■ Task objective
Produce an exact copy of all the records.
= = = = = = =
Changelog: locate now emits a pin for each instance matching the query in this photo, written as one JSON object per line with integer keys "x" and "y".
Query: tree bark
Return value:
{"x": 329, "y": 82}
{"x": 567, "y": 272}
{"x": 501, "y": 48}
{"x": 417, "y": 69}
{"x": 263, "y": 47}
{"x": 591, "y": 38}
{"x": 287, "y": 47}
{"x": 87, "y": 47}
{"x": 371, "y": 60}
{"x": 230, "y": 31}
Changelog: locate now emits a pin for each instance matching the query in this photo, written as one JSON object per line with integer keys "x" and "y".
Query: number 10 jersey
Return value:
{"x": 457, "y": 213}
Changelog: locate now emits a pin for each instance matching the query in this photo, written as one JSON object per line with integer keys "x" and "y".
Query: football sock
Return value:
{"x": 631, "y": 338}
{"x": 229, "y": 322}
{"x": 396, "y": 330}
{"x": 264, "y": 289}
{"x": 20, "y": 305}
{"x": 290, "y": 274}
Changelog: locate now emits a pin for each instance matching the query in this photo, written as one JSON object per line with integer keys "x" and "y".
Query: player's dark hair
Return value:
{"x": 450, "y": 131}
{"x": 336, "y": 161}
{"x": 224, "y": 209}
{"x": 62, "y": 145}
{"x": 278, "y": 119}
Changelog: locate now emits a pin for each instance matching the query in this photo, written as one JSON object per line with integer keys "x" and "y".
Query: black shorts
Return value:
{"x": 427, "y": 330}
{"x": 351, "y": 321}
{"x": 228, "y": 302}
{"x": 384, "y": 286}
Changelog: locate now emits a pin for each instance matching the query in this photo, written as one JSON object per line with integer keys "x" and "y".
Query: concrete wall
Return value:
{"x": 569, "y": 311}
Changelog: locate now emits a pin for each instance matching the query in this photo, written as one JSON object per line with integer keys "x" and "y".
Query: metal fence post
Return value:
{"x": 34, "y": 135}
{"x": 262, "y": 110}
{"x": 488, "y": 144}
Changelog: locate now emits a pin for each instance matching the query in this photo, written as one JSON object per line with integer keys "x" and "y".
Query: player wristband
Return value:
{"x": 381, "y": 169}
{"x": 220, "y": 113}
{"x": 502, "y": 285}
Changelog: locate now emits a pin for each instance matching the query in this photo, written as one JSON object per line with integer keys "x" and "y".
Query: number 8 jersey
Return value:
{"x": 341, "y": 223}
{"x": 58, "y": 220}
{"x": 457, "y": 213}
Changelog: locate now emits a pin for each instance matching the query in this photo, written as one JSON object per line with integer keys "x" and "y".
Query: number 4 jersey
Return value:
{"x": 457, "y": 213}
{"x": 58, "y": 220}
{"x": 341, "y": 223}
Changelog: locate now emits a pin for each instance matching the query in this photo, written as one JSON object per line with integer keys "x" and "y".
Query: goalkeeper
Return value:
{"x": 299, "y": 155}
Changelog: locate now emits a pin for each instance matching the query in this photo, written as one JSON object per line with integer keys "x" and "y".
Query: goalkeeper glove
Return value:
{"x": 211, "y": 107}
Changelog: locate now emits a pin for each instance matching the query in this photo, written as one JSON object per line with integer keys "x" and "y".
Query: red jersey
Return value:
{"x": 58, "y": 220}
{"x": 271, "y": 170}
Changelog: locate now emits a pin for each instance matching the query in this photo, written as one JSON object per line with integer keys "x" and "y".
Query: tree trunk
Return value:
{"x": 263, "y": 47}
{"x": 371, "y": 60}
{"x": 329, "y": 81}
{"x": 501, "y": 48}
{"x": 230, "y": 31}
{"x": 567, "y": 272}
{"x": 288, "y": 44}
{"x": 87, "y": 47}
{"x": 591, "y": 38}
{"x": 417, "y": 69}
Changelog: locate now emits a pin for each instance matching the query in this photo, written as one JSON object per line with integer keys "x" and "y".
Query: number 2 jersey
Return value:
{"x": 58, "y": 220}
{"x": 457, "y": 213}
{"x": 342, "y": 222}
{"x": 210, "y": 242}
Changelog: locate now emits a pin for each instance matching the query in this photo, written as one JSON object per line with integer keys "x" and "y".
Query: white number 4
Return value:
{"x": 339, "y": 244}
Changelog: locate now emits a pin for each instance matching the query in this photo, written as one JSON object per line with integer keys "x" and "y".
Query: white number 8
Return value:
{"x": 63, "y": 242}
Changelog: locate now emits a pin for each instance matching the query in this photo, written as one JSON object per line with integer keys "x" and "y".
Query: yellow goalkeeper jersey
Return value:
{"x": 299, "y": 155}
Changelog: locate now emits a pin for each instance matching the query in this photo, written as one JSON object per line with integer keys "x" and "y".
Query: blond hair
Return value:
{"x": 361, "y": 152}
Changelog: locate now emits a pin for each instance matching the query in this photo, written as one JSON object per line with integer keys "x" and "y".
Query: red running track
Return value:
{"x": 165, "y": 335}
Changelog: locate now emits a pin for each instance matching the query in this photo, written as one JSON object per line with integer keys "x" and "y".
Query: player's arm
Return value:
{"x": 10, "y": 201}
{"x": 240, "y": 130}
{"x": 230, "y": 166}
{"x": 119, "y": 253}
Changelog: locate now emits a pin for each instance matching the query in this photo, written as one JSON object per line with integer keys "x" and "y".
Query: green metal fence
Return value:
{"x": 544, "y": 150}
= = = = = = =
■ Answer for the task
Changelog: locate now emits a pin for each instance matching the query in this photo, written as one JSON object per line with integer keys "x" and "y".
Query: tree bark
Return value:
{"x": 329, "y": 82}
{"x": 567, "y": 272}
{"x": 501, "y": 48}
{"x": 417, "y": 69}
{"x": 263, "y": 47}
{"x": 591, "y": 38}
{"x": 287, "y": 47}
{"x": 87, "y": 47}
{"x": 371, "y": 60}
{"x": 230, "y": 31}
Changelog: locate now emits a pin for each instance matching the query in this photo, written as one JSON object per line with integer keys "x" and "y".
Query: number 10 jersey
Return value:
{"x": 457, "y": 213}
Changelog: locate now emits a pin for each instance matching the query in this photo, written as one JSON object per line with integer keys "x" and "y".
Query: football sock
Return value:
{"x": 631, "y": 338}
{"x": 229, "y": 322}
{"x": 396, "y": 330}
{"x": 264, "y": 289}
{"x": 20, "y": 305}
{"x": 290, "y": 274}
Changelog: locate now emits a pin for each instance matching the query in this photo, written as one JSON object per line with integer keys "x" and "y".
Query: player's dark hair
Return value:
{"x": 450, "y": 131}
{"x": 336, "y": 161}
{"x": 224, "y": 209}
{"x": 62, "y": 145}
{"x": 278, "y": 119}
Changelog: locate now emits a pin for each instance matching the query in this photo, written as one JSON object per line with integer keys "x" and "y".
Query: black shorts
Return value:
{"x": 427, "y": 330}
{"x": 351, "y": 321}
{"x": 228, "y": 302}
{"x": 384, "y": 286}
Changelog: locate now emits a pin for each instance matching the query in this photo, written as one JSON object per line with integer keys "x" and "y".
Query: concrete wall
Return value:
{"x": 569, "y": 311}
Changelog: locate now emits a pin for each instance matching the query in this photo, written as one JSON object per line with integer keys "x" and "y".
Query: metal fence post
Return value:
{"x": 34, "y": 135}
{"x": 262, "y": 110}
{"x": 488, "y": 144}
Changelog: locate now emits a pin for each instance matching the query in this photo, written as one JSON object per line with integer keys "x" and "y".
Query: player wristband
Return value:
{"x": 381, "y": 169}
{"x": 220, "y": 113}
{"x": 502, "y": 285}
Changelog: locate now emits a pin for each instance matching the query in this photo, written as one JSON object per line with integer keys "x" and "y".
Query: number 8 jersey
Return value:
{"x": 341, "y": 223}
{"x": 58, "y": 220}
{"x": 457, "y": 213}
Changelog: locate now emits a pin for each instance matching the query in this photo, written as one JSON object per line with integer keys "x" and "y".
Query: number 4 jersey
Return value:
{"x": 457, "y": 213}
{"x": 58, "y": 220}
{"x": 341, "y": 223}
Changelog: locate now emits a pin for each instance matching the query in this photo, written as one JSON object per line with integer keys "x" and "y".
Query: goalkeeper
Return value:
{"x": 299, "y": 155}
Changelog: locate now emits a pin for each instance matching the query in this photo, written as one JSON object per line with integer keys "x" and "y".
Query: goalkeeper glove
Return value:
{"x": 211, "y": 107}
Changelog: locate now emits a pin for each instance matching the query in this photo, written as one JSON object per line with integer keys "x" and "y".
Query: red jersey
Return value:
{"x": 58, "y": 220}
{"x": 271, "y": 170}
Changelog: locate now emits a pin for each instance matching the query in this photo, written as one JSON object per line with integer keys "x" and "y".
Query: tree trunk
Return value:
{"x": 263, "y": 47}
{"x": 371, "y": 60}
{"x": 329, "y": 81}
{"x": 501, "y": 48}
{"x": 230, "y": 31}
{"x": 567, "y": 272}
{"x": 288, "y": 44}
{"x": 87, "y": 47}
{"x": 591, "y": 38}
{"x": 417, "y": 69}
Changelog: locate now emits a pin for each instance matching the query in this photo, written as one JSON object per line with integer keys "x" and "y".
Query: number 2 jersey
Return value:
{"x": 58, "y": 220}
{"x": 457, "y": 213}
{"x": 342, "y": 222}
{"x": 210, "y": 242}
Changelog: locate now emits a pin for each instance matching the query in this photo, written as one JSON object per line with integer keys "x" and "y".
Query: white number 4
Return value:
{"x": 339, "y": 244}
Changelog: locate now emits a pin for each instance matching the query in this photo, written as one JSON object per line with integer keys "x" and "y".
Query: white number 8
Return value:
{"x": 63, "y": 242}
Changelog: locate now emits a pin for each instance matching the query in this photo, written as one JSON object per line with integer keys "x" and "y".
Query: yellow goalkeeper jersey
Return value:
{"x": 299, "y": 155}
Changelog: locate now emits a pin for each instance matching the query in this photo, written as one JSON object per line with integer keys "x" and "y".
Query: blond hair
Return value:
{"x": 361, "y": 152}
Changelog: locate now emits a pin for each instance matching the query in this photo, written as one JSON object per line with integer keys "x" and "y".
Query: red running track
Return value:
{"x": 165, "y": 335}
Changelog: locate now emits a pin for each instance matching the query in this photo, written as one JSON object per line with integer keys "x" and "y".
Query: player's arm
Return value:
{"x": 10, "y": 201}
{"x": 240, "y": 130}
{"x": 230, "y": 166}
{"x": 119, "y": 253}
Changelog: locate now emits a pin for each instance matching the query in this photo, written as one JSON object per line with integer keys "x" and "y".
Query: green metal fence
Return value:
{"x": 544, "y": 150}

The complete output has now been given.